§ **To-do list**:
1. Transcribe the passage of the delayed-replica thread from "The difference was" up to and including "at some point?".
2. In the thread on delayed replicas, what replication lag does Bradley report for the production environment?

----- Page

Support for delayed replicas
It would be great if Atlas provided support for hidden, priority 0 delayed replicas. For workloads that do not need real time data or situations where data recovery is needed, a delayed replica would be the fastest way to mitigate both of those scenarios.
-
Snir commented
As Atlas backups can't be generated for a specific collection - it makes recovery of a specific collection almost impossible in large data sets.
e.g, a data set of 5TB, will back up all of it, and will require a download of the entire backup, just to restore a collection that may be 1GB.
A delayed replica of 12 hours for example, to be used for fast catastrophe recovery, will be useful in such cases.
-
Bradley commented
having these delayed replicas would be helpful for our staging and testing environments. We see in practice that our prod environment has a replication lag of between 1-3 seconds, but our staging and dev environments have a replication lag near zero seconds all the time.
The difference was recently the cause of a bug that we did not catch until production. We used the delayed replicas now in our local dev environments, but it would be useful to be able to have delayed replicas in our live staging and dev environments as well, which use mongo atlas. This would ensure our dev and staging environments operate as similar to prod as possible, and would prevent future bugs of this type from occuring again.
-
Brian commented
Thanks Andrew. Unfortunately having a delayed replica would still be the fastest recovery method for accidental data deletion since there would be no restore process necessary, the data is just live in the cluster. This is a feature that is used popularly in self-hosted solutions, is this not in the horizion for Atlas replica sets? Also, are you guys considering adding zero-priority and hidden secondaries at some point?
-
Hi Brian,
Atlas contemplates the use case of being able to return to a point in time differently, through our Cloud Continuous Backups: these allow for up to the minute restores and leverage some of the same primitives that the replication system leverages (namely the internal oplog). This has the added benefit of giving you the ability to select the point of time to restore to rather than a specific delay period.
-Andrew

----------
----- Excerpted data

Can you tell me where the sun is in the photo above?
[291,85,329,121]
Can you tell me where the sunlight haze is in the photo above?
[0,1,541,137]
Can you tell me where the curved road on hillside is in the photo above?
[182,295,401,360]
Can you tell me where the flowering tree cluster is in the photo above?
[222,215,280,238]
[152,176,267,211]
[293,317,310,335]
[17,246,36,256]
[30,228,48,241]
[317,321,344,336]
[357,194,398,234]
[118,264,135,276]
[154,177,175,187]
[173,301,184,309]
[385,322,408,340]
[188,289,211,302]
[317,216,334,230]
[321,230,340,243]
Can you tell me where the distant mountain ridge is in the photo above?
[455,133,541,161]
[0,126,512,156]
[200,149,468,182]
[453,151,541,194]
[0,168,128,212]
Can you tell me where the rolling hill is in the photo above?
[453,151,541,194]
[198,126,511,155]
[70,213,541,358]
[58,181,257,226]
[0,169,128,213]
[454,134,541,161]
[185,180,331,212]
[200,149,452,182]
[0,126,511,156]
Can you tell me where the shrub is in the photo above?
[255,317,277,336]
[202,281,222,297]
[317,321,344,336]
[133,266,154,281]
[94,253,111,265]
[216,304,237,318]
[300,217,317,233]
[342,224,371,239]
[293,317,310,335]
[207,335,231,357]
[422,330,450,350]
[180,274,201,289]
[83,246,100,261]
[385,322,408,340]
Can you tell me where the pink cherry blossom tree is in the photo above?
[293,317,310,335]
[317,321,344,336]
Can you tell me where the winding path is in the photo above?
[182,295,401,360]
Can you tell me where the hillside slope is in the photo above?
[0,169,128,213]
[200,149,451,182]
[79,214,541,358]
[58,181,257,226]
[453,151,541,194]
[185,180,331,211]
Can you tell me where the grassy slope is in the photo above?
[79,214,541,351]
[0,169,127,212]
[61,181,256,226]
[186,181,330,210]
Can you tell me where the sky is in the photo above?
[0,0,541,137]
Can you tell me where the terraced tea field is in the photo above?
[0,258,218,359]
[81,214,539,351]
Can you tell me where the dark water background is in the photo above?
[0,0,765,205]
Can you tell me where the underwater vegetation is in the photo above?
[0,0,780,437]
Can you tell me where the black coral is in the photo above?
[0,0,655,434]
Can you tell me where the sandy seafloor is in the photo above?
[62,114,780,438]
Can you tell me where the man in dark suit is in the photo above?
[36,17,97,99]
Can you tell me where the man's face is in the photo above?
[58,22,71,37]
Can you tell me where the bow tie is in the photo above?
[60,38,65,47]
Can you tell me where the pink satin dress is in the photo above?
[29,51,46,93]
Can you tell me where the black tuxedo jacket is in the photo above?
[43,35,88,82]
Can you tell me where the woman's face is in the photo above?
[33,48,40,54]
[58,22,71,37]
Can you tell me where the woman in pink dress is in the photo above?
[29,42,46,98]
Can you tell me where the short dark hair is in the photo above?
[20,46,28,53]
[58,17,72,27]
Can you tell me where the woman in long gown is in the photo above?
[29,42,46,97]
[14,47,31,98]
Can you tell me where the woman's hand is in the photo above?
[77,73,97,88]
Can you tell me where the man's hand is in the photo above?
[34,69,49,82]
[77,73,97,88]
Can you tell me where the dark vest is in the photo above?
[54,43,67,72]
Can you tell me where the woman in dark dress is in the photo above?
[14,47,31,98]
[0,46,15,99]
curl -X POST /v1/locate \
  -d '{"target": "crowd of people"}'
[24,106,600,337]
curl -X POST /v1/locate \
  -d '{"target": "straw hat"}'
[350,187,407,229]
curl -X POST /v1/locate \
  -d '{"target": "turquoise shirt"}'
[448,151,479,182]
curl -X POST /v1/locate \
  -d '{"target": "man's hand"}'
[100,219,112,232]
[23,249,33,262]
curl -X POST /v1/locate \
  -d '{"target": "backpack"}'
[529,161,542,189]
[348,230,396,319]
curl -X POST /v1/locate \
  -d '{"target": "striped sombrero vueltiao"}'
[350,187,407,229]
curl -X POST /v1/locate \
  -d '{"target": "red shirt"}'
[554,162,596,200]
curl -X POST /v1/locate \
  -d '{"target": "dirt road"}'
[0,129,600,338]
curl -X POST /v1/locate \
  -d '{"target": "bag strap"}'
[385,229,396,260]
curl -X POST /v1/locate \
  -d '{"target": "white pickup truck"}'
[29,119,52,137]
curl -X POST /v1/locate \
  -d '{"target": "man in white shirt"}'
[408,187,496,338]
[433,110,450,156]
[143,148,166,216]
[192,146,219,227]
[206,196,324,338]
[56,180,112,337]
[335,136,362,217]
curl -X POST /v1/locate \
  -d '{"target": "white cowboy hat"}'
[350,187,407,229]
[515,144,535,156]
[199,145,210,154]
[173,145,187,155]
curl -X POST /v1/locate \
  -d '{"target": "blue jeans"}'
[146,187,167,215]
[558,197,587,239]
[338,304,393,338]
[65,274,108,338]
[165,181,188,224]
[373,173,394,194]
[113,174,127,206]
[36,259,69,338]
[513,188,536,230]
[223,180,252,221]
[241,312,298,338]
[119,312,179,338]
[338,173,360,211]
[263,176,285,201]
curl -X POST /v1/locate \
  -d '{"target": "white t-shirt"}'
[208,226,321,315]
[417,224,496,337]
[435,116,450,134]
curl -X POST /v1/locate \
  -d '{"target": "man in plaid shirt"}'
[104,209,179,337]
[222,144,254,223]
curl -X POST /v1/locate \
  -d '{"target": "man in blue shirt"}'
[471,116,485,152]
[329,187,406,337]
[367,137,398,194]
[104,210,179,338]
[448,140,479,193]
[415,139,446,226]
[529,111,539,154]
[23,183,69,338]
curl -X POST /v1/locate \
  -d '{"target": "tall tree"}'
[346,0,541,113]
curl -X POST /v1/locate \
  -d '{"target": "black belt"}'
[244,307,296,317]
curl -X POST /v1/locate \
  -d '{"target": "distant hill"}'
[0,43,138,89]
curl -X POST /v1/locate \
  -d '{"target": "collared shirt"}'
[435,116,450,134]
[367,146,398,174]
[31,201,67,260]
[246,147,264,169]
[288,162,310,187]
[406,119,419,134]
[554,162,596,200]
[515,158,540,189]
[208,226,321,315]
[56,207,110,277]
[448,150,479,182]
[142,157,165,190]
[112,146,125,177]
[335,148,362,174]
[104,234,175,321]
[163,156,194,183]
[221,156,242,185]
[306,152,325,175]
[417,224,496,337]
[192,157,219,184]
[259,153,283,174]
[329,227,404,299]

----------

§ **In response**:
1.
The difference was recently the cause of a bug that we did not catch until production. We used the delayed replicas now in our local dev environments, but it would be useful to be able to have delayed replicas in our live staging and dev environments as well, which use mongo atlas. This would ensure our dev and staging environments operate as similar to prod as possible, and would prevent future bugs of this type from occuring again.
-
Brian commented
Thanks Andrew. Unfortunately having a delayed replica would still be the fastest recovery method for accidental data deletion since there would be no restore process necessary, the data is just live in the cluster. This is a feature that is used popularly in self-hosted solutions, is this not in the horizion for Atlas replica sets? Also, are you guys considering adding zero-priority and hidden secondaries at some point?

2. Between 1 and 3 seconds.